Work instructions
1. In the Ansible forum thread, reproduce the passage starting at "[root@172-20-12-5 ~]# cat" and ending at "basic default values...".
2. Using the Ansible forum thread, decide whether each statement agrees with it. Answer yes or no, and quote the words of the thread that settle it.
(a) The Ansible version shown is 1.9.6.
(b) The poster describes the issue as easy to reproduce.
(c) The configured module search path is set to a specific directory.
3. Continue the Ansible forum thread after its final line.

Document passage
·····
Ansible lost tmp dir when run script module

Andy3 · May 30, 2016, 8:51am

Hi experts,
In our test environment, some test cases will failed due to ansible run script moudle, this is hard to reproduce, so I write a script to reproduce this issue, below is the detail a bout this bug:

ANSIBLE VERSION

[root@172-20-12-5 ~]# ansible --version
ansible 1.9.6
  configured module search path = None
[root@172-20-12-5 ~]#

CONFIGURATION

[root@172-20-12-5 ~]# cat /etc/ansible/ansible.cfg
# config file for ansible -- http://ansible.com/
# ==============================================

# nearly all parameters can be overridden in ansible-playbook
# or with command line flags. ansible will read ANSIBLE_CONFIG,
# ansible.cfg in the current working directory, .ansible.cfg in
# the home directory or /etc/ansible/ansible.cfg, whichever it
# finds first

[defaults]

# some basic default values...
·····
Excerpted data

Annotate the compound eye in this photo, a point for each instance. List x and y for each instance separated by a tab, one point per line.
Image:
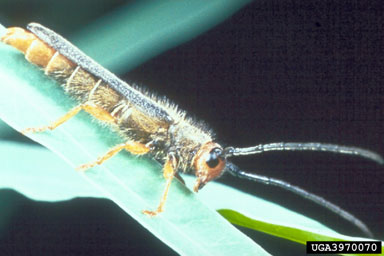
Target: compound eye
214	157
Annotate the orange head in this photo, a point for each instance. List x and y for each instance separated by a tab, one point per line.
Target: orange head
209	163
·····
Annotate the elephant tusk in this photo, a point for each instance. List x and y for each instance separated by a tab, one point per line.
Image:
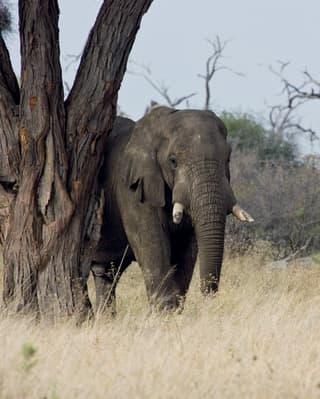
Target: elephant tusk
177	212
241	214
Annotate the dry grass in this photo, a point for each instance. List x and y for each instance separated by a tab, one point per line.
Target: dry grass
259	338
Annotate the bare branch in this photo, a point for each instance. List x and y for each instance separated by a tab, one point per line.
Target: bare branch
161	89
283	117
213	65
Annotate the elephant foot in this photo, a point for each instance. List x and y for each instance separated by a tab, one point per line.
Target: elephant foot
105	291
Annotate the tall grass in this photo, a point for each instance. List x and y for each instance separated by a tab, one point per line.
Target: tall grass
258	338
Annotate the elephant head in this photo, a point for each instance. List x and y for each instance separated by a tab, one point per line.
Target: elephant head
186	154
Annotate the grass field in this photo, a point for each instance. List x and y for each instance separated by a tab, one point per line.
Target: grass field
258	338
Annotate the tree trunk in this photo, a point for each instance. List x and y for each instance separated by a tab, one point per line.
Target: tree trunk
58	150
·····
Answers for the exercise
1.
[root@172-20-12-5 ~]# cat /etc/ansible/ansible.cfg
# config file for ansible -- http://ansible.com/
# ==============================================

# nearly all parameters can be overridden in ansible-playbook
# or with command line flags. ansible will read ANSIBLE_CONFIG,
# ansible.cfg in the current working directory, .ansible.cfg in
# the home directory or /etc/ansible/ansible.cfg, whichever it
# finds first

[defaults]

# some basic default values...

2.
(a) Yes: "ansible 1.9.6"
(b) No: "this is hard to reproduce"
(c) No: "configured module search path = None"

3.
inventory      = /etc/ansible/hosts
#library        = /usr/share/my_modules/
remote_tmp     = $HOME/.ansible/tmp
pattern        = *
forks          = 5
poll_interval  = 15
sudo_user      = root
#ask_sudo_pass = True
#ask_pass      = True
transport      = smart
#remote_port    = 22
module_lang    = C

# plays will gather facts by default, which contain information about
# the remote system.
#
# smart - gather by default, but don't regather if already gathered
# implicit - gather by default, turn off with gather_facts: False
# explicit - do not gather by default, must say gather_facts: True
gathering = implicit

# additional paths to search for roles in, colon separated
#roles_path    = /etc/ansible/roles

# uncomment this to disable SSH key host checking
#host_key_checking = False

# change this for alternative sudo implementations
sudo_exe = sudo

# what flags to pass to sudo
#sudo_flags = -H

# SSH timeout
timeout = 10

# default user to use for playbooks if user is not specified
# (/usr/bin/ansible will use current user as default)
#remote_user = root

# logging is off by default unless this path is defined
# if so defined, consider logrotate
#log_path = /var/log/ansible.log

# default module name for /usr/bin/ansible
#module_name = command

# use this shell for commands executed under sudo
# you may need to change this to bin/bash in rare instances
# if sudo is constrained
#executable = /bin/sh

# if inventory variables overlap, does the higher precedence one win
# or are hash values merged together?  The default is 'replace' but
# this can also be set to 'merge'.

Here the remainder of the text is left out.